(Bounding box annotation entries)
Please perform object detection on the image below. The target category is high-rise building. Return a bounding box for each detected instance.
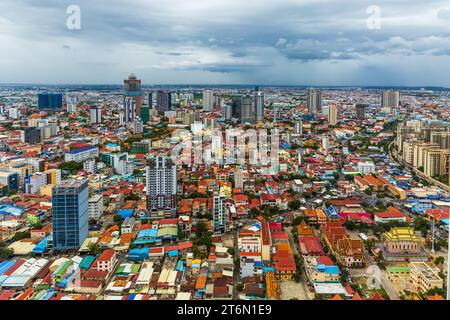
[241,95,255,123]
[231,96,242,119]
[22,127,41,144]
[381,90,400,111]
[132,117,144,134]
[156,90,172,115]
[146,156,177,217]
[222,104,233,120]
[255,87,264,121]
[306,89,322,114]
[213,191,228,233]
[356,104,366,120]
[123,98,136,123]
[295,121,303,135]
[83,159,97,173]
[0,171,21,191]
[90,106,102,124]
[25,172,47,194]
[124,73,144,114]
[147,91,153,109]
[52,180,89,251]
[328,106,337,126]
[322,136,330,151]
[234,169,244,190]
[88,194,103,220]
[139,106,151,123]
[38,93,63,111]
[8,108,21,119]
[203,90,214,112]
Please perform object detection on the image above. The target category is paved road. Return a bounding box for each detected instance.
[284,228,310,300]
[348,253,399,300]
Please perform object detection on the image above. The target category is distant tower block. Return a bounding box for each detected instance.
[124,73,144,115]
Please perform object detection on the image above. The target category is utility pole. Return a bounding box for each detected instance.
[447,208,450,301]
[431,217,435,254]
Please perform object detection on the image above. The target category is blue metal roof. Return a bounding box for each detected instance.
[67,146,98,154]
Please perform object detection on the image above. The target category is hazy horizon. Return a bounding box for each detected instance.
[0,0,450,87]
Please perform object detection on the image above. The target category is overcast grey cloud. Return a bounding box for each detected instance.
[0,0,450,87]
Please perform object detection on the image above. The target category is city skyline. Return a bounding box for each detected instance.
[0,0,450,87]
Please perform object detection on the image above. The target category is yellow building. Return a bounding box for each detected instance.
[266,271,280,300]
[39,184,55,197]
[410,262,444,293]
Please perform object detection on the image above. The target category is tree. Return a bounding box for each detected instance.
[434,256,445,265]
[292,216,305,226]
[87,242,102,255]
[289,200,301,210]
[414,216,430,237]
[0,241,14,260]
[58,161,83,174]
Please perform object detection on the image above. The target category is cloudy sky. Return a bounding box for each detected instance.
[0,0,450,87]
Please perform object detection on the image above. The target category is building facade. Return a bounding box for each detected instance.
[52,180,89,251]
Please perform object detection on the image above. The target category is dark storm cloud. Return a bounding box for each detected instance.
[0,0,450,83]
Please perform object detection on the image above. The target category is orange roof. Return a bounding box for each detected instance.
[195,276,206,290]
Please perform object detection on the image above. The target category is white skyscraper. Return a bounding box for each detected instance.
[381,90,400,112]
[306,89,322,114]
[146,156,177,217]
[234,169,244,189]
[322,136,330,151]
[328,106,337,126]
[255,88,264,121]
[295,121,303,135]
[203,90,214,112]
[213,191,228,233]
[123,99,136,123]
[132,117,144,134]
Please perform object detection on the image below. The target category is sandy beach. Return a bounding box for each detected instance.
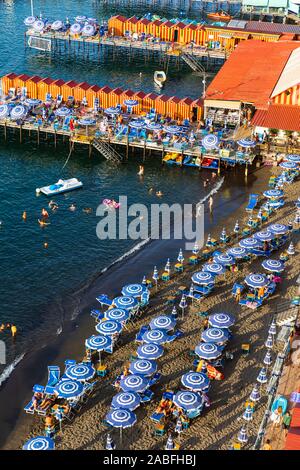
[2,164,300,450]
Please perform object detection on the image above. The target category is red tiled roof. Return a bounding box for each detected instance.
[205,40,299,108]
[252,104,300,132]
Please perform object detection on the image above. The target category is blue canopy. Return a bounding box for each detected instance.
[111,392,141,411]
[195,343,222,360]
[136,343,164,359]
[23,436,55,450]
[173,390,203,411]
[129,359,157,377]
[105,409,136,429]
[181,371,210,392]
[245,274,269,289]
[150,315,176,331]
[201,328,229,343]
[96,320,123,335]
[120,374,149,393]
[208,313,235,328]
[55,380,83,400]
[66,363,96,382]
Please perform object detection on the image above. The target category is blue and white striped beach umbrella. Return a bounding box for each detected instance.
[238,426,249,444]
[263,351,273,367]
[136,343,164,360]
[104,106,121,116]
[54,106,72,117]
[213,253,235,266]
[129,359,157,377]
[66,363,96,382]
[201,328,229,343]
[208,313,235,328]
[55,379,83,400]
[243,405,253,422]
[96,320,123,335]
[120,374,149,393]
[111,392,141,411]
[263,189,284,199]
[256,367,268,384]
[181,371,210,392]
[239,237,262,250]
[113,295,139,310]
[173,390,203,411]
[122,284,148,297]
[265,334,274,349]
[142,330,168,344]
[253,230,274,242]
[105,408,136,429]
[202,263,226,275]
[150,315,176,331]
[237,139,256,148]
[249,384,261,402]
[104,308,130,323]
[245,274,269,289]
[0,104,9,119]
[23,436,55,450]
[261,259,284,273]
[147,122,163,131]
[279,162,299,170]
[268,224,289,235]
[85,335,112,351]
[195,343,222,360]
[201,134,219,150]
[10,104,27,120]
[192,271,215,286]
[227,246,247,258]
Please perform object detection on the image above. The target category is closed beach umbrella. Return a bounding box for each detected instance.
[208,313,235,328]
[214,253,235,266]
[249,385,261,402]
[104,308,130,323]
[105,434,116,450]
[66,363,95,382]
[265,334,274,349]
[23,436,55,450]
[261,259,284,273]
[256,367,268,384]
[55,379,83,400]
[192,271,215,286]
[173,390,203,411]
[136,343,164,360]
[201,328,229,343]
[10,104,27,120]
[195,343,222,360]
[202,134,219,150]
[96,320,123,336]
[227,246,247,258]
[181,371,210,392]
[113,295,139,310]
[202,263,226,275]
[120,374,149,393]
[129,359,157,377]
[245,274,269,289]
[0,104,9,119]
[150,315,176,331]
[143,330,168,344]
[239,237,262,250]
[111,392,141,411]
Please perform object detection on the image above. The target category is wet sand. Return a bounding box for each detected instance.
[0,168,299,449]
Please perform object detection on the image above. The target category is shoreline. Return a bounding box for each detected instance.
[0,167,276,449]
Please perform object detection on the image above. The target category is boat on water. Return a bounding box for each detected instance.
[153,70,167,88]
[36,178,83,196]
[207,11,232,21]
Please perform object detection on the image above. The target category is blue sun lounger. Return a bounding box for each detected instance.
[246,194,259,211]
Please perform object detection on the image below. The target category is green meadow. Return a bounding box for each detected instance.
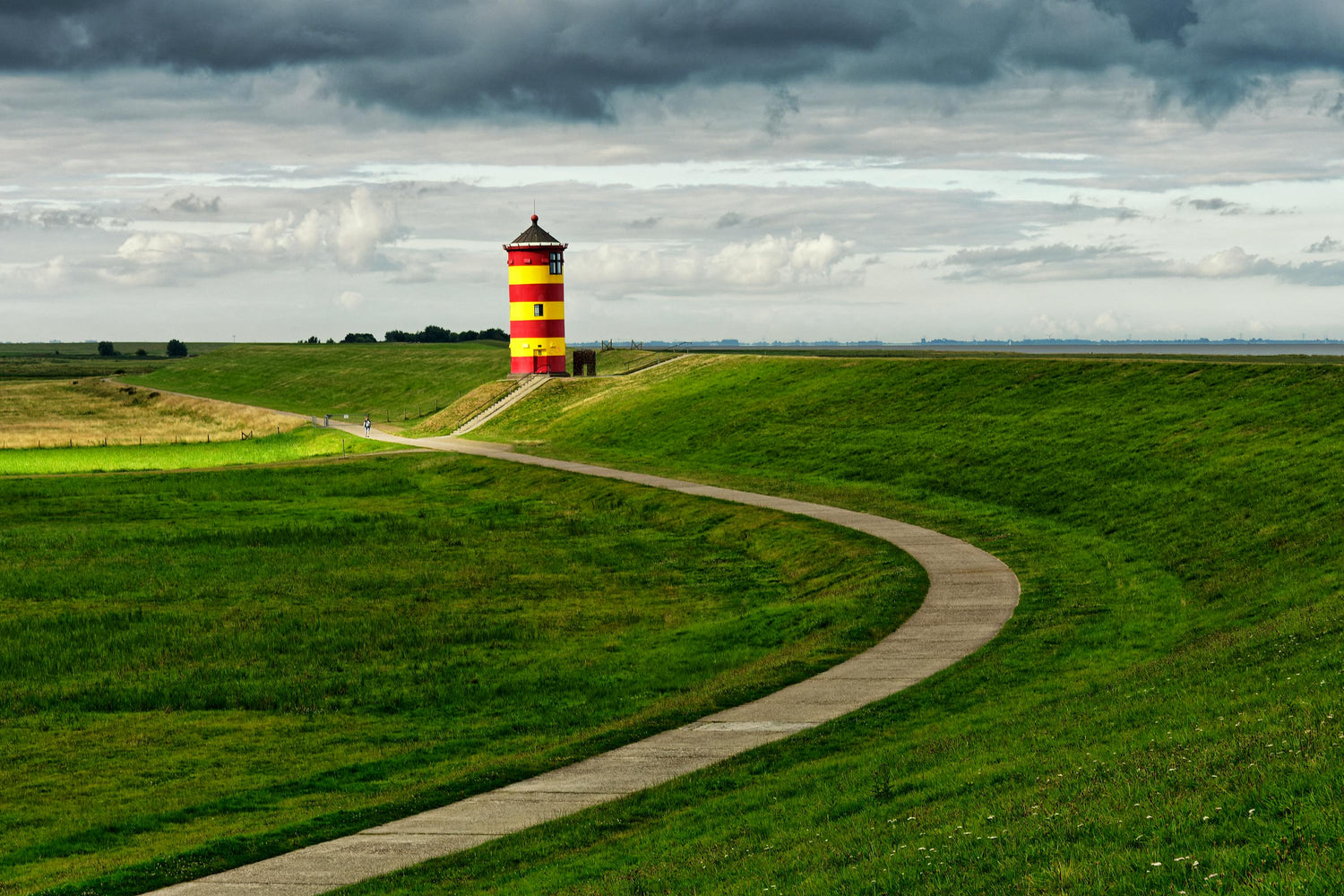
[317,358,1344,896]
[126,341,508,425]
[0,456,926,896]
[0,426,387,476]
[13,347,1344,896]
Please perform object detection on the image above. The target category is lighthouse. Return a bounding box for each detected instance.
[504,215,569,376]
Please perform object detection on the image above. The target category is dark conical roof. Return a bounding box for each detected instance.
[510,215,561,246]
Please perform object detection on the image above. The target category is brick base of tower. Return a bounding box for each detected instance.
[508,355,566,376]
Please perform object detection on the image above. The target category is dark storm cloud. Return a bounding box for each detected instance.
[0,0,1344,120]
[1174,196,1246,215]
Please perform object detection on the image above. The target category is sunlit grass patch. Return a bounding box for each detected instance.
[0,377,306,449]
[126,341,508,425]
[0,456,926,895]
[398,358,1344,896]
[0,427,387,476]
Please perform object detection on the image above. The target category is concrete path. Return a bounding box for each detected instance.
[453,374,551,435]
[147,426,1019,896]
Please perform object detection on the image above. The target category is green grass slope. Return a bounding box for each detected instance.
[0,456,926,896]
[0,425,387,476]
[129,341,508,423]
[349,358,1344,895]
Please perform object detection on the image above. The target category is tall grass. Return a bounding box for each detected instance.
[134,341,508,423]
[0,427,387,476]
[0,456,925,895]
[0,379,306,449]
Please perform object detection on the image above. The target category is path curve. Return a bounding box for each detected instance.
[155,426,1019,896]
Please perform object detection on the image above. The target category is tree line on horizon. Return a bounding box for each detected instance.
[317,323,508,344]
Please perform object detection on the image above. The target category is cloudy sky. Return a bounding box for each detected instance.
[0,0,1344,341]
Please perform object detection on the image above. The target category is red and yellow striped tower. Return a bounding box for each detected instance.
[504,215,569,376]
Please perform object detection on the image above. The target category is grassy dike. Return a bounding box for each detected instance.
[0,426,387,476]
[0,451,926,896]
[333,358,1344,896]
[124,341,508,423]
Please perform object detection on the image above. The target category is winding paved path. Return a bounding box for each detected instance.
[156,426,1019,896]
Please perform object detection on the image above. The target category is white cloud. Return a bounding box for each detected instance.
[941,243,1344,286]
[574,231,862,289]
[90,186,405,286]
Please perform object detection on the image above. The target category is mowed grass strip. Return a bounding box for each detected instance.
[0,379,306,448]
[0,426,389,476]
[347,358,1344,896]
[125,341,508,423]
[0,455,926,895]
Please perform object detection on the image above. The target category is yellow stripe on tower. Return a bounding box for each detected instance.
[508,264,564,286]
[508,302,564,321]
[508,339,564,358]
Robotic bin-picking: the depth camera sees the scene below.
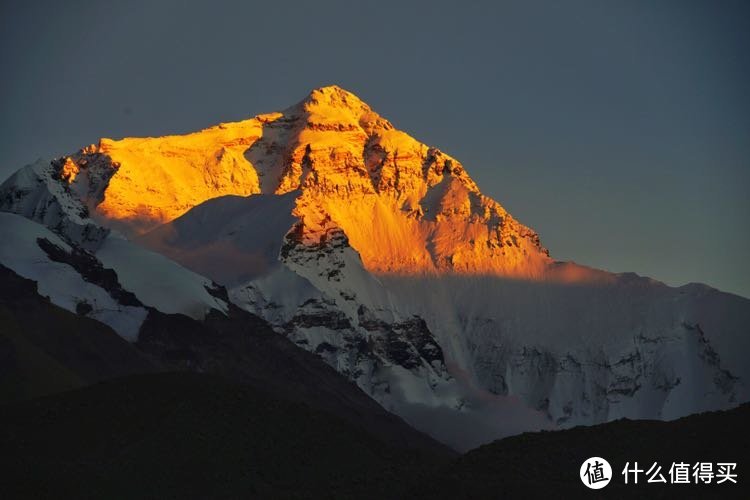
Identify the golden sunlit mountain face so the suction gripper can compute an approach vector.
[58,86,582,281]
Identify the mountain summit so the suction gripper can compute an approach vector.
[1,86,551,277]
[0,86,750,449]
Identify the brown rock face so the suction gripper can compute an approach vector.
[60,86,551,278]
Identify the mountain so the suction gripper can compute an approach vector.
[0,265,160,404]
[0,229,452,457]
[412,403,750,499]
[0,86,750,449]
[0,373,750,499]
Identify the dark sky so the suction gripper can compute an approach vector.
[0,0,750,297]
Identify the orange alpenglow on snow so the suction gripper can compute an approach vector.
[58,86,596,281]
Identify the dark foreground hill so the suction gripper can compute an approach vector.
[408,403,750,499]
[0,265,455,456]
[0,372,444,499]
[0,372,750,499]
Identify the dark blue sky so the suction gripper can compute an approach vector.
[0,0,750,296]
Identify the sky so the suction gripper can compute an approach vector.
[0,0,750,297]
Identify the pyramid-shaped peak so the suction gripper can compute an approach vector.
[302,85,370,111]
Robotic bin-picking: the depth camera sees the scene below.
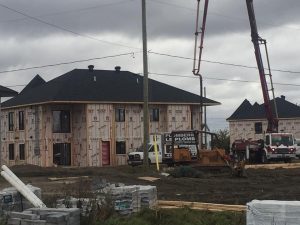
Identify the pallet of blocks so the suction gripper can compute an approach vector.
[247,200,300,225]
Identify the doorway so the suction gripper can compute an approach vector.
[53,143,71,166]
[102,141,110,166]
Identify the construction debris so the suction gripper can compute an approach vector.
[158,200,246,212]
[7,208,80,225]
[245,163,300,170]
[247,200,300,225]
[138,177,160,182]
[0,184,42,212]
[56,184,157,215]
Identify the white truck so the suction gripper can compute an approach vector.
[127,133,172,166]
[127,132,197,166]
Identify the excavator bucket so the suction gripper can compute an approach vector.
[198,149,228,166]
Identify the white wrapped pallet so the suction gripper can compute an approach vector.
[247,200,300,225]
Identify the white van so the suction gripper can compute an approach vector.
[295,138,300,158]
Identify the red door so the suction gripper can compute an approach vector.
[102,141,110,166]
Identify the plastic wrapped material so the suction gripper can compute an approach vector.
[247,200,300,225]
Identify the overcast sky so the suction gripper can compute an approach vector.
[0,0,300,130]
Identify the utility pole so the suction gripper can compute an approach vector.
[142,0,149,168]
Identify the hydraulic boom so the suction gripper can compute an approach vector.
[246,0,278,133]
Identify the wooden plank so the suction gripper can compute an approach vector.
[245,163,300,170]
[158,200,247,212]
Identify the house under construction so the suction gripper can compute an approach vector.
[1,66,220,167]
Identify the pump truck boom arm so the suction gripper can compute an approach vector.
[193,0,209,75]
[246,0,278,133]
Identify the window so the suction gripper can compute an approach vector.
[115,108,125,122]
[8,144,15,160]
[254,122,262,134]
[19,144,25,160]
[53,110,71,133]
[8,112,14,131]
[116,141,126,155]
[150,108,159,122]
[19,111,24,130]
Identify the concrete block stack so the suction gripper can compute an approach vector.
[110,185,141,214]
[110,185,157,214]
[139,185,157,209]
[56,184,157,216]
[0,184,42,212]
[7,208,80,225]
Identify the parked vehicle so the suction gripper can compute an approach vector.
[295,138,300,158]
[232,133,296,163]
[127,133,172,166]
[127,133,197,166]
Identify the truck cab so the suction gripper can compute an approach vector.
[127,134,163,166]
[262,133,296,162]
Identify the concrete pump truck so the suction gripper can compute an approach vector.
[232,0,296,163]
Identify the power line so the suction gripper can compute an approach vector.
[0,0,132,23]
[0,0,300,74]
[0,3,140,49]
[151,0,300,31]
[149,72,300,87]
[0,52,140,74]
[149,51,300,74]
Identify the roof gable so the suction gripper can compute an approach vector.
[2,69,220,107]
[20,74,46,93]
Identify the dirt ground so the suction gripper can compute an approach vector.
[0,163,300,206]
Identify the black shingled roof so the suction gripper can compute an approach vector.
[0,85,18,97]
[227,96,300,120]
[2,69,220,108]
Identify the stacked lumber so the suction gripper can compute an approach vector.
[245,163,300,170]
[158,200,246,212]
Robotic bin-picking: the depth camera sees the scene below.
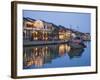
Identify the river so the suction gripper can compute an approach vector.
[23,42,91,69]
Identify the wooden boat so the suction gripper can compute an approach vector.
[68,37,86,48]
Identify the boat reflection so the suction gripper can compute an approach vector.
[23,44,84,69]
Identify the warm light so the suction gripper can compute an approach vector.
[59,45,65,55]
[65,45,71,52]
[59,35,64,39]
[34,20,44,29]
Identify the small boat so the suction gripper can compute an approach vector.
[68,37,86,48]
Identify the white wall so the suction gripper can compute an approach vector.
[0,0,100,80]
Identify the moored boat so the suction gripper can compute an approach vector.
[68,37,86,48]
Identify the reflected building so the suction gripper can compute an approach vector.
[23,44,84,69]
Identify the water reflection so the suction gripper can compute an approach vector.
[23,44,84,69]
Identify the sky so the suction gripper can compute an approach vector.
[23,10,91,33]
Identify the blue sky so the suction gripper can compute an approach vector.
[23,10,91,32]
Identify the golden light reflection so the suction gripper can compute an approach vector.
[59,45,65,55]
[65,45,71,52]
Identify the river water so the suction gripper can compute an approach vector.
[23,42,91,69]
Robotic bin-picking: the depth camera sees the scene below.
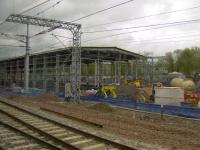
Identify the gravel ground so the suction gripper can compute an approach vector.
[2,94,200,150]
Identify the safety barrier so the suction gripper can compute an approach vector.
[81,96,200,119]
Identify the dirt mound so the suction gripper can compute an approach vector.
[89,103,113,113]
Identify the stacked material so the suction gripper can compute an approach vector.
[116,84,151,101]
[182,80,195,91]
[155,87,184,106]
[171,78,195,91]
[116,85,139,99]
[170,78,184,87]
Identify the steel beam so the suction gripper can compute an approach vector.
[24,24,30,92]
[6,14,81,100]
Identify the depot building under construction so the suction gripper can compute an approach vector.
[0,47,152,93]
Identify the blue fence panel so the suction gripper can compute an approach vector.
[164,105,200,118]
[136,102,161,112]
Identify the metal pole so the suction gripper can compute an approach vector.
[25,24,29,92]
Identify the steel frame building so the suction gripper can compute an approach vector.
[0,47,151,93]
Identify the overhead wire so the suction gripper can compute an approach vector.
[83,19,200,42]
[35,0,135,36]
[84,5,200,29]
[34,0,63,16]
[70,0,135,23]
[0,0,50,25]
[82,19,200,33]
[85,33,200,43]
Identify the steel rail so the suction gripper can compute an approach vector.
[0,110,80,150]
[0,121,62,150]
[0,99,137,150]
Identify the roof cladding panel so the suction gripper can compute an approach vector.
[0,47,145,63]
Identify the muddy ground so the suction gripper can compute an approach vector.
[3,94,200,150]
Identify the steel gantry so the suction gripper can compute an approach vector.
[6,14,81,100]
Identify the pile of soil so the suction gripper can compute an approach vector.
[88,103,113,113]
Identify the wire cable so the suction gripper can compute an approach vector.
[83,19,200,42]
[70,0,135,22]
[35,0,135,36]
[82,19,200,33]
[84,5,200,29]
[34,0,63,16]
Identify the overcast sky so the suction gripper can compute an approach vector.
[0,0,200,59]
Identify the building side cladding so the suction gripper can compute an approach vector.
[0,47,145,93]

» WHAT YOU SHOULD DO
Rewrite the material starting at the line containing "Identify the hydraulic" and ending at the line containing "[158,200,247,212]", changing "wooden plank" to "timber board" and keeping everything else the same.

» TASK RESULT
Identify the hydraulic boom so the suction gripper can compute an approach vector.
[246,0,278,133]
Identify the timber board so the suction gripper can compute an approach vector.
[245,163,300,170]
[158,200,247,212]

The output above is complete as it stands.